> _Objective 1_
In the passage on Dr. Diarra's broiler feed research, which two local products does Dr. Diarra expect to have positive health impacts on the chickens?
> _Objective 2_
Write a continuation of the passage on Dr. Diarra's broiler feed research, starting after its last sentence.

Dr. Diarra’s research is not quite complete. Still as yet under explored is the full impacts on the meat composition of the broilers, the fat composition and cholesterol levels in broilers who consume this diluted feed. 

“We have to look at how the chickens respond, not only in weight gain but other parameters. The chickens may be gaining weight but does this have any impact on their overall welfare? 

“We don’t look at only cost, before the cost you have to look at the health of the animal first.”

But Dr. Diarra expects copra and cassava to have positive health impacts on the animals, because they do in humans. 

“Most of the local products we have growing around us contain substances that are cholesterol reducing, and that is why our forefathers lived longer because they were eating a lot of natural products.

“Whatever benefits they have in our body, they will have similar benefits in the chicken body. But those are the aspects we could not address in this research.”

Stored items from a collection:
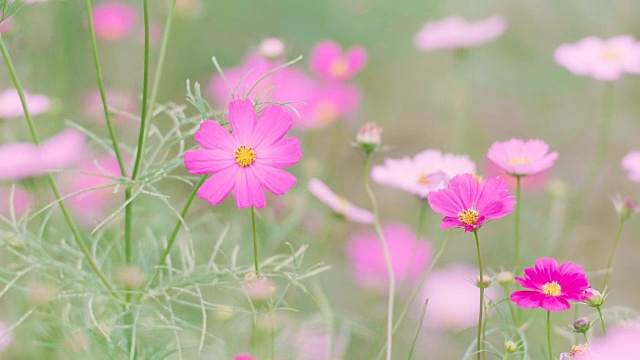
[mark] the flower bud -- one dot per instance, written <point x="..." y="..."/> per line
<point x="369" y="136"/>
<point x="581" y="325"/>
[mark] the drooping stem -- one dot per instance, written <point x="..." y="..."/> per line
<point x="385" y="250"/>
<point x="479" y="347"/>
<point x="255" y="240"/>
<point x="612" y="254"/>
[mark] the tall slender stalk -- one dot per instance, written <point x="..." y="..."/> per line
<point x="385" y="250"/>
<point x="63" y="207"/>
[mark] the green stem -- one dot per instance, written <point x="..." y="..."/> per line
<point x="65" y="212"/>
<point x="385" y="249"/>
<point x="604" y="325"/>
<point x="612" y="254"/>
<point x="479" y="346"/>
<point x="517" y="235"/>
<point x="255" y="240"/>
<point x="549" y="335"/>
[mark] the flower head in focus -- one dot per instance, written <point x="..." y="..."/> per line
<point x="601" y="59"/>
<point x="551" y="286"/>
<point x="247" y="161"/>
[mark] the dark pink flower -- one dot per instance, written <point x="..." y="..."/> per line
<point x="330" y="63"/>
<point x="469" y="204"/>
<point x="247" y="161"/>
<point x="552" y="285"/>
<point x="520" y="158"/>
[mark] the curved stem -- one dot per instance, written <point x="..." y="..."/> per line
<point x="481" y="284"/>
<point x="385" y="250"/>
<point x="63" y="207"/>
<point x="612" y="254"/>
<point x="255" y="240"/>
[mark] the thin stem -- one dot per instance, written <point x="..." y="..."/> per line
<point x="604" y="325"/>
<point x="385" y="249"/>
<point x="65" y="212"/>
<point x="612" y="254"/>
<point x="479" y="346"/>
<point x="517" y="235"/>
<point x="255" y="240"/>
<point x="549" y="335"/>
<point x="103" y="95"/>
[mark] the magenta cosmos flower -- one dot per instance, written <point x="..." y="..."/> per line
<point x="247" y="161"/>
<point x="330" y="63"/>
<point x="338" y="203"/>
<point x="601" y="59"/>
<point x="631" y="163"/>
<point x="552" y="285"/>
<point x="426" y="172"/>
<point x="469" y="204"/>
<point x="457" y="33"/>
<point x="409" y="258"/>
<point x="520" y="158"/>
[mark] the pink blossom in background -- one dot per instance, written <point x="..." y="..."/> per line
<point x="22" y="201"/>
<point x="551" y="286"/>
<point x="339" y="204"/>
<point x="521" y="158"/>
<point x="631" y="163"/>
<point x="426" y="172"/>
<point x="601" y="59"/>
<point x="11" y="106"/>
<point x="21" y="160"/>
<point x="457" y="33"/>
<point x="114" y="20"/>
<point x="453" y="297"/>
<point x="408" y="257"/>
<point x="469" y="204"/>
<point x="247" y="161"/>
<point x="329" y="62"/>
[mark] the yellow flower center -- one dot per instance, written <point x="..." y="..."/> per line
<point x="519" y="161"/>
<point x="339" y="68"/>
<point x="245" y="156"/>
<point x="552" y="288"/>
<point x="469" y="217"/>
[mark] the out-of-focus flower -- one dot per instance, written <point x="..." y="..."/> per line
<point x="11" y="107"/>
<point x="521" y="158"/>
<point x="601" y="59"/>
<point x="552" y="285"/>
<point x="339" y="204"/>
<point x="426" y="172"/>
<point x="457" y="33"/>
<point x="330" y="63"/>
<point x="247" y="161"/>
<point x="631" y="163"/>
<point x="453" y="297"/>
<point x="409" y="258"/>
<point x="469" y="204"/>
<point x="114" y="20"/>
<point x="23" y="160"/>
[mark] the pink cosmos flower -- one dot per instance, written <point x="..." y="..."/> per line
<point x="11" y="107"/>
<point x="22" y="160"/>
<point x="330" y="63"/>
<point x="631" y="163"/>
<point x="552" y="285"/>
<point x="426" y="172"/>
<point x="601" y="59"/>
<point x="114" y="20"/>
<point x="469" y="204"/>
<point x="408" y="257"/>
<point x="457" y="33"/>
<point x="521" y="158"/>
<point x="339" y="204"/>
<point x="247" y="161"/>
<point x="453" y="297"/>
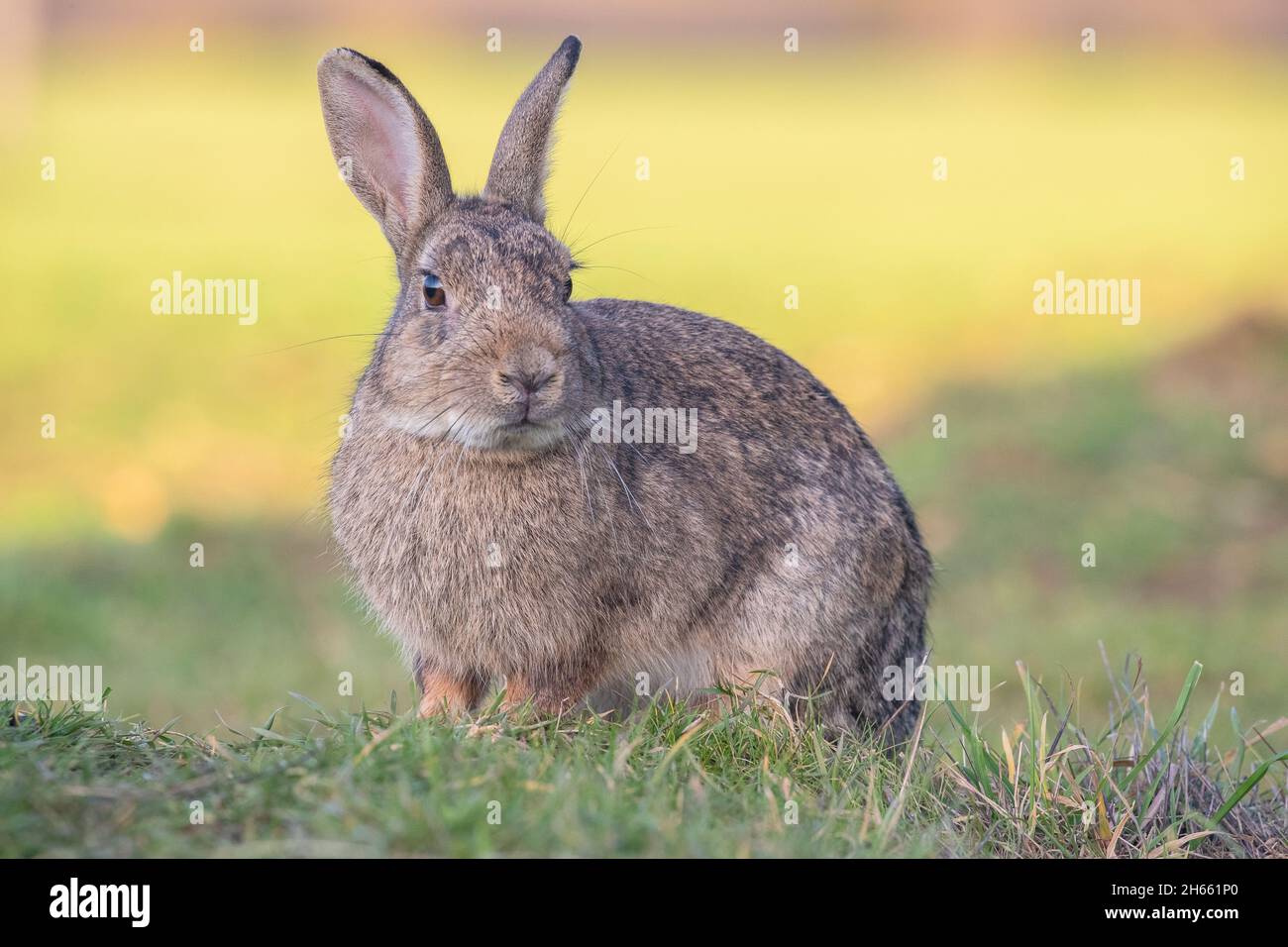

> _Task answer 1_
Copra and cassava.

> _Task answer 2_
Dr. Diarra said he imagines every Samoan farmer should be planting, if they are not already, these feed crops on their land and will have free and readily available feed supplies for their flocks.

There is no need to centralise and commercialise feed, which will only drive up prices and fail the purpose of replacing the imported feed with local products.

In his home country Mali, the relationship between researchers and farmers is the kind Dr. Diarra envisions for Samoa.

“We don’t have commercial feed meals, there are researchers. Their mandate is to continuously do research on different feed formulations using available resources and disseminate the information to farmers, and farmers produce their own feed based on researched information.

“I dream of something similar for Samoa.”